# Apply what you read:
a) In the article on the Colonial Pipeline outage, rewrite the passage starting at "U.S. Energy Secretary" and ending at "pandemic last year.", substituting "bottled water" for "toilet paper".
b) Using the article on the Colonial Pipeline outage, decide whether each statement agrees with it. Give yes or no for each, along with the exact words from the article that settle it: (i) Gasoline inventories rose by 400,000 barrels during the reported week. (ii) The Colonial Pipeline meets about a third of the East Coast's demand for fuels such as gasoline. (iii) The pipeline was knocked offline by a hurricane.
c) According to the article on the Colonial Pipeline outage, why were retail service stations up and down the coast reporting outages? Reply in one to three sentences.

# Source document:
───

U.S. Pipeline Issues Overshadow Crude Oil Inventory Report

U.S. figures showing a slight drain on commercial crude oil inventories kept upward pressure on oil prices Wednesday, though the market was more focused on the immediate impacts of the Colonial Pipeline outage, analysts said.

The U.S. Energy Information Administration reported commercial crude oil levels declined some 400,000 barrels during the week ending May 7. Gasoline inventories increased by 400,000 barrels during the period, while distillates, a refined product category that includes diesel, declined by 1.7 million barrels

A drain on commercial inventories of petroleum and refined products usually indicates an increase in demand.

Phil Flynn, a senior energy analyst at The PRICE Futures Group in Chicago, told Zenger News the crude oil inventory level would have shown a larger decline if not for the sale of oil from strategic reserves.

(Source: DOE/EIA)

“Overall, I’d say the report is supportive, but next week it might be a mess,” he said.

Next week’s data will reflect the recent outage on the 2.5 million barrel per day capacity Colonial Pipeline that meets about half of the East Coast’s demand for fuels such as gasoline. Retail service stations up and down the coast were reporting outages due in large part to panic buying at the consumer level.

Federal officials this week warned against price gouging at the pump.

U.S. Energy Secretary Jennifer Granholm likened the fuel outages to the disappearance of staple goods such as toilet paper during the height of the pandemic last year.

Abhi Rajendran, the director of research at Energy Intelligence, told Zenger from New York that this week’s federal energy report was largely overshadowed by issues with the Colonial Pipeline.

“That impact is coming,” he said.

In an aerial view, fuel holding tanks are seen at Colonial Pipeline’s Dorsey Junction Station on May 13, 2021 in Washington, DC. The Colonial Pipeline has returned to operations following a cyberattack that disrupted gas supply for the eastern U.S. for days. (Photo by Drew Angerer/Getty Images)

The pipeline was knocked offline last week by a ransomware attack, but the operating company said it initiated a restart late Wednesday afternoon.

One analyst said markets ignored mixed signals from the federal energy report and instead focused on positive guidance from the International Energy Agency for the second half of the year.

“The agency mentioned that the demand increase will outpace the supply increase over the next six months,” said Giovanni Staunovo, a commodities analyst for Swiss investment bank UBS.

Like economists at the Organization of the Petroleum Exporting Economists earlier this week, the International Energy Agency said it expected global oil demand to recover strongly in the second half of the year as global vaccination campaigns accelerate.

Commodity prices traded in positive territory during the Wednesday session.

───

[Dataset entries]
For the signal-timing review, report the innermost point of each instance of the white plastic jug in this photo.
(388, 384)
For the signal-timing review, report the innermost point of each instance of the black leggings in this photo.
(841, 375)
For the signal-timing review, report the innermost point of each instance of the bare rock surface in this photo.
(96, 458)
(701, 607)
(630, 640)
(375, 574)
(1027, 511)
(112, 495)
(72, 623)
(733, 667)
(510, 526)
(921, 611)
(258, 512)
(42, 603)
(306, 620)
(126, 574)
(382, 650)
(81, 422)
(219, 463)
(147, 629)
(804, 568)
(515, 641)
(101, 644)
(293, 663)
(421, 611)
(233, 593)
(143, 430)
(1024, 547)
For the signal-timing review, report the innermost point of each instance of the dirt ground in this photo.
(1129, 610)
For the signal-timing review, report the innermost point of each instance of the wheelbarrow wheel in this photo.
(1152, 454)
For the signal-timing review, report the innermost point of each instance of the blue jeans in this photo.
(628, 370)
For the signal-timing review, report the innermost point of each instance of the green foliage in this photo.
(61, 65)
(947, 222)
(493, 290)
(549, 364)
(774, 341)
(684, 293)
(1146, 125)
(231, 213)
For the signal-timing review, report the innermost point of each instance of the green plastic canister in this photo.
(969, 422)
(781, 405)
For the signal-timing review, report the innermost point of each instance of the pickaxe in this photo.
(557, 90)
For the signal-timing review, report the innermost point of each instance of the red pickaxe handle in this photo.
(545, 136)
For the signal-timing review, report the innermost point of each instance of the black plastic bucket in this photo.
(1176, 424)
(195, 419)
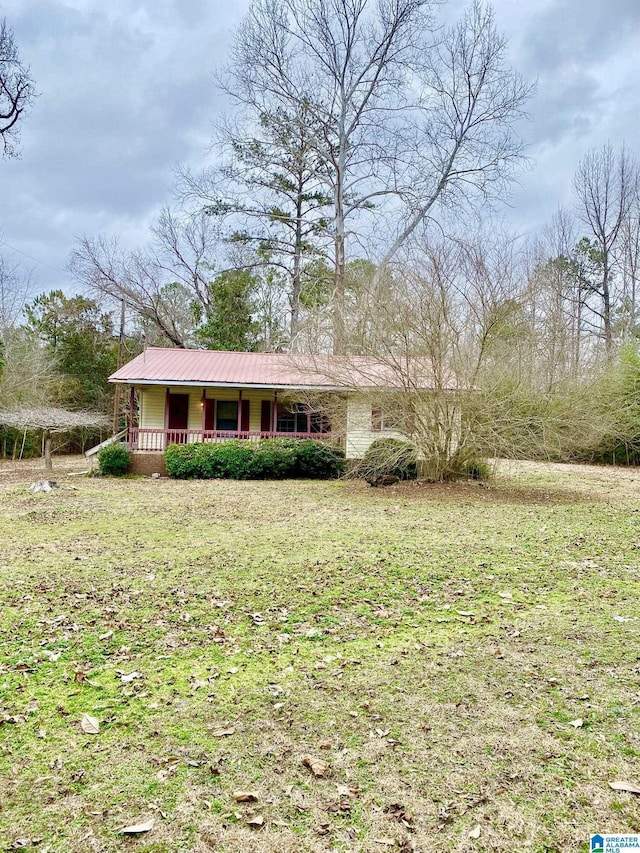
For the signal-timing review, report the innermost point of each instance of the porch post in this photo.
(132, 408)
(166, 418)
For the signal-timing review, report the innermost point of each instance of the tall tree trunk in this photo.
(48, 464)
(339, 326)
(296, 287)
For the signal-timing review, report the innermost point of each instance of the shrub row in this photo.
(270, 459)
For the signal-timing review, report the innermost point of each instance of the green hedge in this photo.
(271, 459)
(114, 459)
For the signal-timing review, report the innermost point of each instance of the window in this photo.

───

# Results of the tasks:
a)
U.S. Energy Secretary Jennifer Granholm likened the fuel outages to the disappearance of staple goods such as bottled water during the height of the pandemic last year.

b)
(i) Yes: "Gasoline inventories increased by 400,000 barrels during the period"
(ii) No: "meets about half of the East Coast’s demand for fuels such as gasoline"
(iii) No: "The pipeline was knocked offline last week by a ransomware attack"

c) Retail service stations were reporting outages due in large part to panic buying at the consumer level. This happened during the outage on the Colonial Pipeline, which meets about half of the East Coast's demand for fuels such as gasoline.